Available data:
BEGIN

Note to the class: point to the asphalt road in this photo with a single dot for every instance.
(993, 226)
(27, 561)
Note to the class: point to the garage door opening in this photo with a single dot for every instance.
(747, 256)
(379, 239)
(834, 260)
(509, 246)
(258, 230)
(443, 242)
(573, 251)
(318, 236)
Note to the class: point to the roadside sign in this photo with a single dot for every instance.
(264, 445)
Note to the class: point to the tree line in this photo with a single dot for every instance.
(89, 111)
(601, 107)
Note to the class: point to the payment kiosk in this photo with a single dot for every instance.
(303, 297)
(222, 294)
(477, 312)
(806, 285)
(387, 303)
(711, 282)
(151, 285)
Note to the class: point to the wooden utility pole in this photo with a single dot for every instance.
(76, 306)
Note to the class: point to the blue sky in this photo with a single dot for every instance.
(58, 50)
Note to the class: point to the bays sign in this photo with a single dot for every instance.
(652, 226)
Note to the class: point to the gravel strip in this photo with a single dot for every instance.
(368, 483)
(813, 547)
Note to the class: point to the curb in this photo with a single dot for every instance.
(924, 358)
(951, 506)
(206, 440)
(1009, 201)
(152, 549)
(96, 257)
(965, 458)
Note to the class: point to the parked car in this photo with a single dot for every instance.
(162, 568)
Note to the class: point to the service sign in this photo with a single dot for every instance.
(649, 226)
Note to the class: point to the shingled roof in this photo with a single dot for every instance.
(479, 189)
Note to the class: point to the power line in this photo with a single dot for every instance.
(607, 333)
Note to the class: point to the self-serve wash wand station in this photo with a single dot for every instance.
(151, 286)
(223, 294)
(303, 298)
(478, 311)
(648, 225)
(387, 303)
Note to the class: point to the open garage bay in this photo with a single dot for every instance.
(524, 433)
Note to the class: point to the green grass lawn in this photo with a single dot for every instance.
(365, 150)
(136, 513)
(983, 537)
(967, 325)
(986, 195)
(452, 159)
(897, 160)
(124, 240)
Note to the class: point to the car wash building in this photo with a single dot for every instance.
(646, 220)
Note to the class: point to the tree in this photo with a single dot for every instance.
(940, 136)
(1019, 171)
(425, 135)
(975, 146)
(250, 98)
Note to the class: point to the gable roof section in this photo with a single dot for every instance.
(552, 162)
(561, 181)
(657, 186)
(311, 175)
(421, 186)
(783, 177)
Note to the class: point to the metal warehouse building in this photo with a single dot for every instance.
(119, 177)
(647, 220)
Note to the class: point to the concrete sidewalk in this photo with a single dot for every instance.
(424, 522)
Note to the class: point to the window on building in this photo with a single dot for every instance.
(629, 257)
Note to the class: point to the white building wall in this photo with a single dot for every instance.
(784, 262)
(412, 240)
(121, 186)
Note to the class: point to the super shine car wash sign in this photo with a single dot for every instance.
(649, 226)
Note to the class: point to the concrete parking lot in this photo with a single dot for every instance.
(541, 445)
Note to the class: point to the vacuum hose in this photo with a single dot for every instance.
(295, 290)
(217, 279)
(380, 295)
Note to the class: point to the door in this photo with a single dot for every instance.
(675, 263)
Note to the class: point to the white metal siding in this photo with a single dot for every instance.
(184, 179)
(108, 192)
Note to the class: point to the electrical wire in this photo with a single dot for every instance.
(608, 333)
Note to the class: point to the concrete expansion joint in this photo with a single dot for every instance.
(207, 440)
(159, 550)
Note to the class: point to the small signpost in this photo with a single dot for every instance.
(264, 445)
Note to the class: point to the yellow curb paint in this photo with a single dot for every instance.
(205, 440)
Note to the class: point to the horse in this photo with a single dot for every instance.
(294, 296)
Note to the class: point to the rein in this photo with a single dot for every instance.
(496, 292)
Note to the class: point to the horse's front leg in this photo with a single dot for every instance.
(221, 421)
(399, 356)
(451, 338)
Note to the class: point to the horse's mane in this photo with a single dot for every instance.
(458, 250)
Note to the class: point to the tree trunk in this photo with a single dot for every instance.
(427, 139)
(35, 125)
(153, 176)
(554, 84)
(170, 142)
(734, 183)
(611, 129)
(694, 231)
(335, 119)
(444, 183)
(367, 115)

END

Your assignment: Retype, without changes, the lines from the line holding "Note to the class: point to the horse's front" to the end of the data, both ends included.

Response:
Note to the class: point to the horse's front leg in this photo with a single dot for every instance.
(221, 421)
(399, 356)
(451, 338)
Note to the class: point to the horse's mane in this photo with a single dot for every instance.
(458, 250)
Note to the class: point to the tree trunk in this photo with a single dot for every instance.
(427, 139)
(35, 125)
(153, 176)
(554, 84)
(170, 142)
(734, 183)
(611, 129)
(694, 231)
(335, 119)
(444, 183)
(367, 115)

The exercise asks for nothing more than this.